— TASK DESCRIPTION —
Every entry must be given again exactly as it is written.

— THE RECORDS —

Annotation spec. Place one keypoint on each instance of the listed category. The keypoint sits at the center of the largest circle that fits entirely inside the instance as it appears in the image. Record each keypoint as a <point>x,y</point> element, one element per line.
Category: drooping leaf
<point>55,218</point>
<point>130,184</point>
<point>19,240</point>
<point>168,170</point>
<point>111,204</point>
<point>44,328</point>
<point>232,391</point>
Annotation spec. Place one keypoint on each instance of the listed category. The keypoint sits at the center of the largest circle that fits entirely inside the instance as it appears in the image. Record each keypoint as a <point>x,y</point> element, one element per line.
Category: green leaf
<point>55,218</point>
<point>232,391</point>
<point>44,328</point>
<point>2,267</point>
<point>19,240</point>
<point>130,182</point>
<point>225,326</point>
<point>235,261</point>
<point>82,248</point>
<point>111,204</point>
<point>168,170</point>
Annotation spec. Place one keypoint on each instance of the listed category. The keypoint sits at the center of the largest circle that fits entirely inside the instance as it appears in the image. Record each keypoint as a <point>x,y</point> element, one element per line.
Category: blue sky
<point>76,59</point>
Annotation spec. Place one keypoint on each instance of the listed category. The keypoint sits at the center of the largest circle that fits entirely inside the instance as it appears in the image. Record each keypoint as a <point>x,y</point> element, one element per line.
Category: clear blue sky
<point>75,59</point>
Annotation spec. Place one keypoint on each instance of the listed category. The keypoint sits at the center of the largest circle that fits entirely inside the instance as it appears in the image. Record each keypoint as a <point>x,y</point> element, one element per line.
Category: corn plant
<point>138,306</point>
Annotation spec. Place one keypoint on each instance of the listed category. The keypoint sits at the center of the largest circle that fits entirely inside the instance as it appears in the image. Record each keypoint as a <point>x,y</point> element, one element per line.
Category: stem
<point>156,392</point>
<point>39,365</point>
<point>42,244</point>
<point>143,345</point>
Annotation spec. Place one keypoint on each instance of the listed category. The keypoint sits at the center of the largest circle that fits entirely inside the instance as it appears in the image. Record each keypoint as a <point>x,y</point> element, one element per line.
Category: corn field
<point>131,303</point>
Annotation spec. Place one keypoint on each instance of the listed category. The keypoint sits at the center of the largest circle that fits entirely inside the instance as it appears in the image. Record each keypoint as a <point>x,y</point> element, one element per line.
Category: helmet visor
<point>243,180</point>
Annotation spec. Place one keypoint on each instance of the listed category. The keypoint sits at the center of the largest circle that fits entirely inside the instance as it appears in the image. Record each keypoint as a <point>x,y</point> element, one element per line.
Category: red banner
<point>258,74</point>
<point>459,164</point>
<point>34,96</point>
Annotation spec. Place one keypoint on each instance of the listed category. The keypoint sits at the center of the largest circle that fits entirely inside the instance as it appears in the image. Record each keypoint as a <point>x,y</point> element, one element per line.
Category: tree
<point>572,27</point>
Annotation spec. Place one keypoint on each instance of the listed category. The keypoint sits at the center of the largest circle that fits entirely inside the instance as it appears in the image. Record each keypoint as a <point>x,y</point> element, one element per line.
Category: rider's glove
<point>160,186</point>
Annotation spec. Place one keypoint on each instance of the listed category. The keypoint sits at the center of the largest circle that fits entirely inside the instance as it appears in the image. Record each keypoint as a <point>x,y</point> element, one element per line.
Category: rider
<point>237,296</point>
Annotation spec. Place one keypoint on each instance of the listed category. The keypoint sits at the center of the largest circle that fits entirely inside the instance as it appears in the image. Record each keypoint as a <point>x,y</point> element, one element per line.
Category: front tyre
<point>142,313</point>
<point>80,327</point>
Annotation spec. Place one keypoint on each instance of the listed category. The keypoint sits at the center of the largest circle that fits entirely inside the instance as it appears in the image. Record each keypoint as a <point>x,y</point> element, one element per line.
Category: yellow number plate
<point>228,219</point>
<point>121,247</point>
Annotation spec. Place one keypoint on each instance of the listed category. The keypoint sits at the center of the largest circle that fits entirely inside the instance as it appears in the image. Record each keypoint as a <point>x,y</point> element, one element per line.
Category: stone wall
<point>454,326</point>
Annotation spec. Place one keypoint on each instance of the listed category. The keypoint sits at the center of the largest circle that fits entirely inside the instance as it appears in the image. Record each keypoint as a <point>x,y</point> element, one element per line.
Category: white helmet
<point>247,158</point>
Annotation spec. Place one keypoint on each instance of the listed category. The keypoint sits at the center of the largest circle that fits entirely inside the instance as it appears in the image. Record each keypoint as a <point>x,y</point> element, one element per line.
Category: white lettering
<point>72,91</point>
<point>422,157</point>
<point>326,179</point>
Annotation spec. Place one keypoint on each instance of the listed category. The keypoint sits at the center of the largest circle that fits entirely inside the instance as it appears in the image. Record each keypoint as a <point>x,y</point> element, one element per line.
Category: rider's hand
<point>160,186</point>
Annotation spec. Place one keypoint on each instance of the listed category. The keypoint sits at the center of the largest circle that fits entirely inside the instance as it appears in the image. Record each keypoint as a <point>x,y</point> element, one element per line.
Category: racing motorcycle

— OUTPUT FOR THIS EXERCISE —
Annotation spec. Place one keypoint on each instance of the listed category. The keypoint sits at the center of the largest circle that fits entirely inside the instance as it appears in the image. Record each keypoint as a <point>x,y</point> element, one element per line.
Category: drooping leaf
<point>55,218</point>
<point>130,184</point>
<point>19,240</point>
<point>168,170</point>
<point>111,204</point>
<point>44,328</point>
<point>232,391</point>
Annotation spec. Place one keypoint on each instance of the listed category. The keypoint sits at the center of the largest circle that fits entirely inside the instance as it appears in the image. Record each keypoint as a <point>x,y</point> element, one element per line.
Category: green leaf
<point>55,218</point>
<point>232,391</point>
<point>44,328</point>
<point>2,267</point>
<point>19,240</point>
<point>130,182</point>
<point>225,326</point>
<point>235,261</point>
<point>82,248</point>
<point>111,204</point>
<point>168,170</point>
Annotation spec. Place one keypoint on each instance of the listed category. The keypoint sits at the center of the largest circle that fits entirely inside the instance as it appears in the image. Record each keypoint as a <point>x,y</point> element, one element per line.
Category: blue sky
<point>76,59</point>
Annotation spec. Place one keypoint on each instance of the listed category. The keypoint sits at the center of the largest circle that fits entirely inside the instance as it appears in the image. Record each keypoint as a <point>x,y</point> element, one element per line.
Category: clear blue sky
<point>75,59</point>
Annotation spec. Place one keypoint on each instance of the listed category. The keypoint sits at the center of the largest circle that fits entirely inside the instance as it appears in the image. Record each keypoint as a <point>x,y</point> element, one element per line.
Category: corn plant
<point>138,306</point>
Annotation spec. Place one keypoint on each instance of the listed category. The keypoint sits at the center of the largest circle that fits entirely inside the instance as it appears in the image. Record each keypoint as a <point>x,y</point> element, one element per line.
Category: stem
<point>156,392</point>
<point>39,365</point>
<point>42,244</point>
<point>143,345</point>
Annotation spec. Place one keypoint on each instance of the listed category. The keypoint sits at the center of the largest circle that fits entirely inside the instance as it appears in the image. Record each keypoint as a <point>x,y</point> element, one element per line.
Category: corn field
<point>131,303</point>
Annotation spec. Place one keypoint on each instance of the listed category. The keypoint sits at the center of the largest circle that fits entirely inside the instance as it appears in the image. Record each keypoint as a <point>x,y</point> element, one element per line.
Category: helmet visor
<point>243,180</point>
Annotation spec. Place one keypoint on each instance of the listed category. The keypoint sits at the center of the largest circle that fits entirely inside the instance as it appears in the image. Record each keypoint as a <point>x,y</point> element, one element per line.
Category: red banner
<point>258,74</point>
<point>459,164</point>
<point>34,96</point>
Annotation spec. Place one keypoint on each instance of the listed category. The keypoint sits at the center of the largest circle that fits entirely inside the instance as it appears in the image. Record each keypoint as a <point>x,y</point> element, one element per line.
Category: tree
<point>572,27</point>
Annotation spec. Place one keypoint on each instance of the listed category. The keypoint sits at the center of the largest circle that fits entirely inside the instance as it appears in the image. Record each keypoint as a <point>x,y</point> element, one element per line.
Category: rider's glove
<point>160,186</point>
Annotation spec. Place one keypoint on each instance of the listed category. The keypoint sits at the center of the largest circle that fits entirely inside the instance as it appears in the image. Record each keypoint as a <point>x,y</point> element, one element per line.
Category: rider
<point>237,296</point>
Annotation spec. Place one keypoint on each instance of the listed category. The keypoint sits at the center of the largest circle that fits entirely inside the instance as it appears in the image. Record each keypoint as a <point>x,y</point> element, one element per line.
Category: front tyre
<point>142,313</point>
<point>80,327</point>
Annotation spec. Place one keypoint on each instance of the listed category. The keypoint sits at the center of the largest circle that fits entirely inside the instance as it appears in the image. Record each keypoint as a <point>x,y</point> element, one element per line.
Category: yellow number plate
<point>228,219</point>
<point>121,247</point>
Annotation spec. Place one keypoint on each instance of the listed category. The keypoint sits at the center of the largest circle that fits entirely inside the instance as it appears in the image. Record each keypoint as a <point>x,y</point> element, one element per line.
Category: stone wall
<point>454,326</point>
Annotation spec. Place one keypoint on each instance of the listed category. The keypoint sits at the center of the largest circle that fits entirely inside the instance as it appears in the image. Record each keypoint as a <point>x,y</point> element, one element per line.
Category: white helmet
<point>247,158</point>
Annotation spec. Place one keypoint on each instance of the listed category. The keypoint sits at the center of the largest circle that fits entirely inside the instance as it appears in the image. Record each keypoint as a <point>x,y</point> element, one element per line.
Category: white lettering
<point>72,91</point>
<point>422,157</point>
<point>326,179</point>
Annotation spec. Place one keypoint on each instance of the listed category. The keypoint sits at the center of the largest circle that fits entirely inside the instance as it appears in the image. Record each keypoint as a <point>x,y</point> element, one element per line.
Category: rider's hand
<point>160,186</point>
Annotation spec. Place one keypoint on each instance of the listed category. The keypoint sits at the center of the largest circle that fits entirely inside the instance as it appears in the image. Record each keypoint as a <point>x,y</point> element, one element per line.
Category: racing motorcycle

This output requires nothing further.